Task directions:
Copy every one of the records below line for line, without changing anything.

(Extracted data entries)
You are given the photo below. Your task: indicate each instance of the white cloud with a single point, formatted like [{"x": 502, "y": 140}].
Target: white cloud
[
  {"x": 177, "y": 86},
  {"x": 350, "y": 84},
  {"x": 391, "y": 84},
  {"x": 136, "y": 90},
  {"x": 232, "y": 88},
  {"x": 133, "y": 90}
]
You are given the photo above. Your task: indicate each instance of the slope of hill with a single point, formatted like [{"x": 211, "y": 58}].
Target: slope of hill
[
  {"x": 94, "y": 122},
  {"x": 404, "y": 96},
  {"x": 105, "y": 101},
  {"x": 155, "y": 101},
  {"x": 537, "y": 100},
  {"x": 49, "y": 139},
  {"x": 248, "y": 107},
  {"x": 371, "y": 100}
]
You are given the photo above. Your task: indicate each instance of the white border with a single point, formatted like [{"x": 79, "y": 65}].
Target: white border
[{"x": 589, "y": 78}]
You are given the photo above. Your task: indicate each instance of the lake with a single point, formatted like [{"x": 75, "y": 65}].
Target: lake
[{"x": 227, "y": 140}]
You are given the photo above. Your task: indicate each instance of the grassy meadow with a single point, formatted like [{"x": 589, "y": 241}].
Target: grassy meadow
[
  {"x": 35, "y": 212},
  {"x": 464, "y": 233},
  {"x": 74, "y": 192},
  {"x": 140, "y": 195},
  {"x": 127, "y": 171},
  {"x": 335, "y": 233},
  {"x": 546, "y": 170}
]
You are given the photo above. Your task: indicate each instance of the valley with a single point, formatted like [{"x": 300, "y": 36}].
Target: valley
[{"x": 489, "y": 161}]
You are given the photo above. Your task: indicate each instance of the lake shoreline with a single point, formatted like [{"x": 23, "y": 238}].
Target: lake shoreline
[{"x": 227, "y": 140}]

In response:
You are given the photo below. Your task: indicate each instance of the white cloud with a single point, formatted like [{"x": 502, "y": 140}].
Target: white cloud
[
  {"x": 177, "y": 86},
  {"x": 350, "y": 84},
  {"x": 391, "y": 84},
  {"x": 136, "y": 90},
  {"x": 232, "y": 88},
  {"x": 133, "y": 90}
]
You are given the photo above. Your task: indicate each instance of the slope of hill with a single point, formatted like [{"x": 211, "y": 58}].
Target: slope of hill
[
  {"x": 94, "y": 122},
  {"x": 404, "y": 96},
  {"x": 105, "y": 101},
  {"x": 155, "y": 101},
  {"x": 537, "y": 100},
  {"x": 49, "y": 139},
  {"x": 248, "y": 107},
  {"x": 371, "y": 100}
]
You are given the photo above. Your task: indicate each instance of the white border with a single point, formatted like [{"x": 79, "y": 65}].
Target: white border
[{"x": 589, "y": 78}]
You are given the photo above. Your task: indicate each instance of the lake with a single point, formatted like [{"x": 75, "y": 65}].
Target: lake
[{"x": 227, "y": 140}]
You are given the photo above. Your task: indicate each instance of the grassy meadow with a single point, formatted like [{"x": 589, "y": 241}].
Target: grassy meadow
[
  {"x": 35, "y": 212},
  {"x": 464, "y": 233},
  {"x": 74, "y": 192},
  {"x": 140, "y": 195},
  {"x": 127, "y": 171},
  {"x": 335, "y": 233},
  {"x": 546, "y": 170}
]
You are given the photo above. Your task: indicate each instance of the valley with a single point, formatted like [{"x": 300, "y": 36}].
Target: valley
[{"x": 489, "y": 161}]
You are given the photo above. Your task: indicate each instance of the lake shoreline with a single point, formatted like [{"x": 23, "y": 238}].
Target: lake shoreline
[{"x": 227, "y": 140}]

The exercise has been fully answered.